AIC Usulkan Moratorium WTO untuk E-commerce Jadi Permanen
Asia Internet Coalition (AIC), asosiasi industri yang terdiri atas perusahaan-perusahaan teknologi dan internet terkemuka, mengusulkan agar moratorium World Trade Organization (WTO) untuk perdagangan elektronik (e-commerce) lintas negara menjadi permanen. Kebijakan tersebut diyakini akan mendukung pertumbuhan ekonomi digital di berbagai negara, termasuk Indonesia.
Jeff Paine, Managing Director the Asia Internet Coalition (AIC), mengatakan moratorium WTO ini pertama kali diperkenalkan pada 1998 untuk mempromosikan pertumbuhan ekonomi digital. Pada Konferensi Tingkat Menteri (KTM) WTO ke-12 pada 2022, negara-negara anggota sepakat untuk tetap membebaskan bea masuk e-commerce lintas negara maksimal hingga Maret 2024.
"Sudah setiap beberapa tahun mereka membahas moratorium ini dan ketika mereka mengadakan Konferensi Tingkat Menteri ke-13 pada akhir Februari di Dubai, Uni Emirat Arab, ini akan dibahas lagi. Pada dasarnya usulan kami adalah agar tidak ada lagi tarif pada perdagangan elektronik lintas negara," ujar Paine dalam wawancara dengan Katadata.co.id, pekan lalu.
Beberapa negara, termasuk Indonesia, memang melihat moratorium ini berpotensi menghapus pendapatan dari bea masuk impor transaksi digital lintas negara ini. Namun, beberapa studi yang dilakukan oleh Organisasi Kerja Sama Ekonomi dan Pembangunan (OECD) maupun WTO itu sendiri menunjukkan bahwa negara-negara harus memikirkan hal-hal lain di luar penerimaan bea masuk.
AIC, yang berbasis di Singapura, mengirimkan surat yang mewakili para pelaku industri kepada pemerintah di Singapura, Indonesia, dan negara-negara lain di Asia pada saat KTM ke-12 dilaksanakan.
"Ada 90 asosiasi dan pada dasarnya kami menekankan pada pentingnya moratorium ini agar masyarakat bisa melakukan transaksi e-commerce lintas negara. Ini sangat penting pada saat pandemi Covid-19 dan kita semua merasakan pentingnya ekonomi digital ini," ujarnya.

══════════════════════════════

Tugas dan Latihan.
(1) Menurut teks tentang usulan AIC, pada tahun berapa moratorium WTO untuk e-commerce pertama kali diperkenalkan?
(2) Tuliskan kembali tanpa perubahan bagian teks tentang usulan AIC mulai dari kata-kata "Jeff Paine, Managing" hingga dan termasuk kata-kata "Katadata.co.id, pekan lalu.".
Materi sesudah ini tidak diperlukan untuk mengerjakan apa pun.

══════════════════════════════

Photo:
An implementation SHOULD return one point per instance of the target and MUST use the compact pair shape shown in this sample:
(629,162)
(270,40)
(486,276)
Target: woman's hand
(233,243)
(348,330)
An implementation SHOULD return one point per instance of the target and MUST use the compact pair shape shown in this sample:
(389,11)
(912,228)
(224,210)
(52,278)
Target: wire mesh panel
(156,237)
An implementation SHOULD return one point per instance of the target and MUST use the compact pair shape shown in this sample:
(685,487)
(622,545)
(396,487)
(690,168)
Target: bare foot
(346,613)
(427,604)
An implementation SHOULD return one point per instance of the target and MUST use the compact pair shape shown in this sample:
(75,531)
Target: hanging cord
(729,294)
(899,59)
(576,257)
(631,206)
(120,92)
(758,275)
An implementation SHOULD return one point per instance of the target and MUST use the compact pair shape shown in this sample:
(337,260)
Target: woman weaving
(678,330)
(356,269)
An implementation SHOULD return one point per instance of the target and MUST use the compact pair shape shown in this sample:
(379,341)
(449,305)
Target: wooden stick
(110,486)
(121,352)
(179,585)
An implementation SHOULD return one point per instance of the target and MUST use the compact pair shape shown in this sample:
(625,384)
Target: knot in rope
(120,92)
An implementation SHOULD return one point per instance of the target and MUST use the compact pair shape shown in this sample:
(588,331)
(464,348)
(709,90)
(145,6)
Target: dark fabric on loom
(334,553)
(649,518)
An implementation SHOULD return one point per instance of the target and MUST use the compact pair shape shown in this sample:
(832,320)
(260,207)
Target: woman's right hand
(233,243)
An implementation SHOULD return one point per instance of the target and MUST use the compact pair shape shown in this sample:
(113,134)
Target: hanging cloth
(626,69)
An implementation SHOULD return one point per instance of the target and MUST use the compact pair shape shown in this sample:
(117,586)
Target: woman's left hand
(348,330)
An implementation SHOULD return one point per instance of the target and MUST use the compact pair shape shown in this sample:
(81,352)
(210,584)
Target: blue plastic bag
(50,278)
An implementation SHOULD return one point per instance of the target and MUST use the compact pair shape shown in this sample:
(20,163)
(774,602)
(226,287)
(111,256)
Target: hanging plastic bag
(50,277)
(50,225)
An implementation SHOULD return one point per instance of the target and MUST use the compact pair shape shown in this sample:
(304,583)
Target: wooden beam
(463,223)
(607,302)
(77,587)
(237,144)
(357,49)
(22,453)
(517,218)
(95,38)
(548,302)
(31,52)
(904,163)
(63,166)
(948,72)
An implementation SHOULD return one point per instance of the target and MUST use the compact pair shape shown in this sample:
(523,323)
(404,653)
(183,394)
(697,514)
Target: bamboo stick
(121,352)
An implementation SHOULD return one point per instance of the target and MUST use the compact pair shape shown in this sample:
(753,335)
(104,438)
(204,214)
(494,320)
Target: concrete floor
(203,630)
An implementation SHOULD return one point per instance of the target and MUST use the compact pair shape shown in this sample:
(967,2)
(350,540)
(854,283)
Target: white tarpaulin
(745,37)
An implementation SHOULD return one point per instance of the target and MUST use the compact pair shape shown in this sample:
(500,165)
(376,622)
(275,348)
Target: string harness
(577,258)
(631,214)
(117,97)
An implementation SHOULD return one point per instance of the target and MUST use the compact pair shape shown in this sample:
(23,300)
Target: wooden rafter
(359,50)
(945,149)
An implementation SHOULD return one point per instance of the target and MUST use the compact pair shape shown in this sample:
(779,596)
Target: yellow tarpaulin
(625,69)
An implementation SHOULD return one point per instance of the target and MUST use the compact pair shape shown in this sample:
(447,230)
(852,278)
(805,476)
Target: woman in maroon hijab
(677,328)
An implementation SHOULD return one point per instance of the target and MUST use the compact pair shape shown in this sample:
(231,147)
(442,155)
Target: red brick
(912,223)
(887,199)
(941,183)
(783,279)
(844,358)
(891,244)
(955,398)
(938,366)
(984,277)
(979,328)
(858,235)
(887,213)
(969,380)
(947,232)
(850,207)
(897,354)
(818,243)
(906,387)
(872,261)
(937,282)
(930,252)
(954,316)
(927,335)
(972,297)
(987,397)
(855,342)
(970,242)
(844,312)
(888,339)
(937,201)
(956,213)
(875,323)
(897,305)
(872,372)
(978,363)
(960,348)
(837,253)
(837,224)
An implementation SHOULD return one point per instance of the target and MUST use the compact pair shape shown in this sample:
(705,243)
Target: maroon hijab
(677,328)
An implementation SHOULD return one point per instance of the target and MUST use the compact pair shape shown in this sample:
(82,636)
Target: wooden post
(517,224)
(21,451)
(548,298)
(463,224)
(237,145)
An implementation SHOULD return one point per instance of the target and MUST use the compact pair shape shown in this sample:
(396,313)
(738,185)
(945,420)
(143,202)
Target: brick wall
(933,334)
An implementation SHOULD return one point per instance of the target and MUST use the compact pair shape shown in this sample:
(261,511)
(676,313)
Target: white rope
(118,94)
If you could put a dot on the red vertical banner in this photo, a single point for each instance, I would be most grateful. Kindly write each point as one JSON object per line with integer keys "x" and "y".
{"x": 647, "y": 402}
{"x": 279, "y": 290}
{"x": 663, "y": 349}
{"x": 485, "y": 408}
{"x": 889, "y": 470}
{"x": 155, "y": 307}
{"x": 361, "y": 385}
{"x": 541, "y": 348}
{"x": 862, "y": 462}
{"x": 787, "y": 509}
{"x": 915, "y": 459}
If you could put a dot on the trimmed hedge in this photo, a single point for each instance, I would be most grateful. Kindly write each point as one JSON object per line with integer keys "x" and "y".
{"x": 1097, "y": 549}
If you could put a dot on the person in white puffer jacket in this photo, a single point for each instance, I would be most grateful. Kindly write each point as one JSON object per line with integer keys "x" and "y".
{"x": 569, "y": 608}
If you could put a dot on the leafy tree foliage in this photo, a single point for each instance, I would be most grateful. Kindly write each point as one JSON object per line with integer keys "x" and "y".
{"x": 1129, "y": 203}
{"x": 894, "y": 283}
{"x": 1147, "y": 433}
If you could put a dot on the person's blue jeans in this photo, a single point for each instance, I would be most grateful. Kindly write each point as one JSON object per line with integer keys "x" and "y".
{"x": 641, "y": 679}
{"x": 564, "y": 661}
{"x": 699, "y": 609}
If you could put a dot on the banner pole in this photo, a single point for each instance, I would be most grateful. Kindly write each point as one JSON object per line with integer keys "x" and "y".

══════════════════════════════

Kumpulan Jawaban.
(1) Pada 1998.

(2)
Jeff Paine, Managing Director the Asia Internet Coalition (AIC), mengatakan moratorium WTO ini pertama kali diperkenalkan pada 1998 untuk mempromosikan pertumbuhan ekonomi digital. Pada Konferensi Tingkat Menteri (KTM) WTO ke-12 pada 2022, negara-negara anggota sepakat untuk tetap membebaskan bea masuk e-commerce lintas negara maksimal hingga Maret 2024.
"Sudah setiap beberapa tahun mereka membahas moratorium ini dan ketika mereka mengadakan Konferensi Tingkat Menteri ke-13 pada akhir Februari di Dubai, Uni Emirat Arab, ini akan dibahas lagi. Pada dasarnya usulan kami adalah agar tidak ada lagi tarif pada perdagangan elektronik lintas negara," ujar Paine dalam wawancara dengan Katadata.co.id, pekan lalu.